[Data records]
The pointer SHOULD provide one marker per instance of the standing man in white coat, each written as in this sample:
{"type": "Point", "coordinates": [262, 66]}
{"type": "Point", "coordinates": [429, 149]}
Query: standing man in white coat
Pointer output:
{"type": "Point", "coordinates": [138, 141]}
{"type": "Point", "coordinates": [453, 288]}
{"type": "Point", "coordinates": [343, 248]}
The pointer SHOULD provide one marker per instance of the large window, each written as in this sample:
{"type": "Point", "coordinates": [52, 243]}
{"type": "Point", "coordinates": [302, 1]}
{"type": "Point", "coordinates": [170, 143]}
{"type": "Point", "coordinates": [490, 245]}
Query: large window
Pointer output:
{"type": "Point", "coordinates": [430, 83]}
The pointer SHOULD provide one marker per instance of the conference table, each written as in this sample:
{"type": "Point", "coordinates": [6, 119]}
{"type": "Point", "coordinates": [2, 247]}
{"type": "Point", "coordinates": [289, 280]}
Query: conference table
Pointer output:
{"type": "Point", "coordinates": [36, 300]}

---

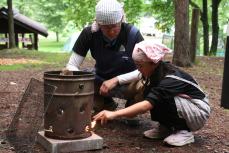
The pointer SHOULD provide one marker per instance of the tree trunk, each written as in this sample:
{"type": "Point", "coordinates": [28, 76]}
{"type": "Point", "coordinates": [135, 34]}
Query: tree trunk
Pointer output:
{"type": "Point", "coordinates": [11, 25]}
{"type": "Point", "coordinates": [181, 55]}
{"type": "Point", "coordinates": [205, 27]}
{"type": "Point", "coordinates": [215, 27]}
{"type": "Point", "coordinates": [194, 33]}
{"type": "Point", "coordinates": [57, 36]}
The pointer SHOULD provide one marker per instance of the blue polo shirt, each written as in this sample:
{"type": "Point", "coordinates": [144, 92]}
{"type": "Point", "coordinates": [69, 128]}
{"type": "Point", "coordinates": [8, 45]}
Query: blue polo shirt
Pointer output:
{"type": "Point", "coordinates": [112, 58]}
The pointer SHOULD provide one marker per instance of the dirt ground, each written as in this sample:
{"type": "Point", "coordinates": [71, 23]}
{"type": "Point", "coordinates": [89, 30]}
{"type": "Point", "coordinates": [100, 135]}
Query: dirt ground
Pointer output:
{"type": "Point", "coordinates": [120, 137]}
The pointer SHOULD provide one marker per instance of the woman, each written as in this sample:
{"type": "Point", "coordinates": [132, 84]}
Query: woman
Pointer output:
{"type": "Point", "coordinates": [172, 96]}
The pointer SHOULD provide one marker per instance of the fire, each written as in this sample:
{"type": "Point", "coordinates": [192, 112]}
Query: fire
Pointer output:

**Problem requirements:**
Above are the records; copy exactly the lines from the line with "The pointer SHOULD provide one marker per instance of the tree" through the line with "Query: tree trunk", both included.

**Exercise result:**
The pointer SHOULD provide one marker per instance of the tree trunk, each written as in this sample:
{"type": "Point", "coordinates": [28, 76]}
{"type": "Point", "coordinates": [135, 34]}
Query: tree trunk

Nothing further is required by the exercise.